* **出題内容**
以下の行を、1行を1つの文字列とするJSONのリストとして並べてください。空行は除いてすべての行を含め、画像は答えに入れないでください。

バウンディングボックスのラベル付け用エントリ

──────────────────────────────

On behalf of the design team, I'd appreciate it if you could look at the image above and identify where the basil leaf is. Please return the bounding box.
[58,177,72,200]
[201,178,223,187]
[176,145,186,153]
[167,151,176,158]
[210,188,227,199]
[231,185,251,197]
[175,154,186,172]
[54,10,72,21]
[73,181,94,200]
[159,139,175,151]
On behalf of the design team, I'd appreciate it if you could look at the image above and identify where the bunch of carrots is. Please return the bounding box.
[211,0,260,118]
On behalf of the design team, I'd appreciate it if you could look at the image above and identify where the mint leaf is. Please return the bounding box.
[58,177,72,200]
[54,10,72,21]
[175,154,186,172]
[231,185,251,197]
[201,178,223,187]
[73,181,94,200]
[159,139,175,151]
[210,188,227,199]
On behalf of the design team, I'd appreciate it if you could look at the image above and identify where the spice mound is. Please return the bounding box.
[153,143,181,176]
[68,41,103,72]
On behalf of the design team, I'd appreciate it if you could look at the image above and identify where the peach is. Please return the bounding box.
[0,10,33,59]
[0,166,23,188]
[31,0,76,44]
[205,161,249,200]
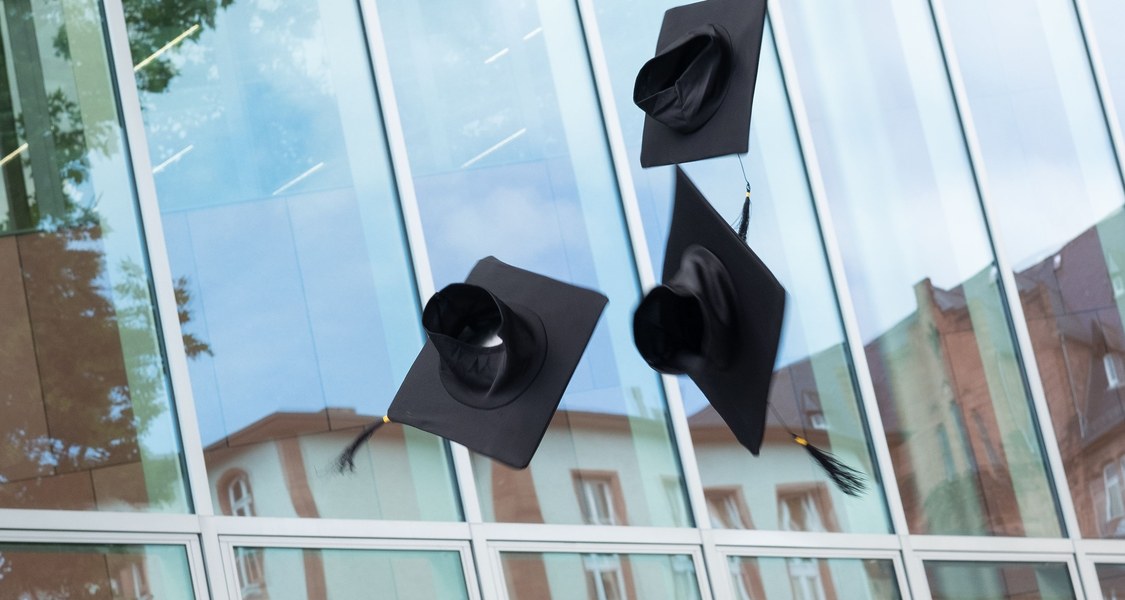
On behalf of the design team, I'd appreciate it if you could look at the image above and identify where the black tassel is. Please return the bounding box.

──────────────────────────────

* **作業結果**
[
  "On behalf of the design team, I'd appreciate it if you could look at the image above and identify where the basil leaf is. Please return the bounding box.",
  "[58,177,72,200]",
  "[201,178,223,187]",
  "[176,145,186,153]",
  "[167,151,176,158]",
  "[210,188,227,199]",
  "[231,185,251,197]",
  "[175,154,186,172]",
  "[54,10,72,21]",
  "[73,181,94,200]",
  "[159,139,175,151]",
  "On behalf of the design team, I'd appreciate it if you could look at the image above and identify where the bunch of carrots is. Please return the bounding box.",
  "[211,0,260,118]",
  "On behalf of the design team, I'd appreciate it if you could look at the image above and identify where the mint leaf is. Please return the bounding box.",
  "[58,177,72,200]",
  "[54,10,72,21]",
  "[175,154,186,172]",
  "[231,185,251,197]",
  "[201,178,223,187]",
  "[73,181,94,200]",
  "[159,139,175,151]",
  "[210,188,227,199]",
  "On behalf of the design team, I'd appreciate it if you could look at the image above and identify where the spice mound is. Please return the bounding box.",
  "[153,143,181,176]",
  "[68,41,103,72]",
  "On behalf of the design team, I'd appreciate it if you could look at the image above and identify where the peach is. Please return the bounding box.",
  "[0,10,33,59]",
  "[0,166,23,188]",
  "[31,0,76,44]",
  "[205,161,249,200]",
  "On behalf of the design team, I'd appreciate it if you could look at the image above and identify where the black tassel is. Please return the bounding box."
]